• _PAGE EXCERPT_:
--- start ---

4.3 Company shall execute and deliver such additional documents and do such other acts as Lender may reasonably require to fully implement the intent of this Agreement.
4.4 Company shall pay all costs and expenses, including, but not limited to, reasonable attorneys’ fees incurred by Lender in connection herewith, whether or not all of the conditions described in Paragraph 4.2 above are satisfied. Lender, at its option, but without any obligation to do so, may advance funds to pay any such costs and expenses that are the obligation of the Company, and all such funds advanced shall be due and payable upon demand.
4.5 Notwithstanding anything to the contrary contained herein or in any other instrument executed by Company or Lender, or in any other action or conduct undertaken by Company or Lender on or before the date hereof, the agreements, covenants and provisions contained herein shall constitute the only evidence of Lender’s consent to modify the terms and provisions of the Loan Agreement. Accordingly, no express or implied consent to any further modifications involving any of the matters set forth in this Agreement or otherwise shall be inferred or implied by Lender’s execution of this Agreement. Further, Lender’s execution of this Agreement shall not constitute a waiver (either express or implied) of the requirement that any further modification of the RLC or of the RLC Note or the Loan Agreement, shall require the express written approval of Lender; no such approval (either express or implied) has been given as of the date hereof.

--- end ---

• _DATA EXTRACT_:

--- start ---

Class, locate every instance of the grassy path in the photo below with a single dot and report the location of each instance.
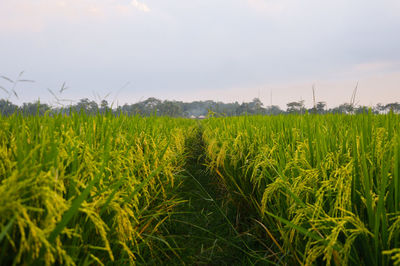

--- end ---

• _WHAT YOU NEED TO DO_: Please state when funds that Lender advances to cover Company's costs and expenses become due and payable, according to the loan agreement excerpt. The data isn't needed here.

• _ANSWER_: They are due and payable upon demand.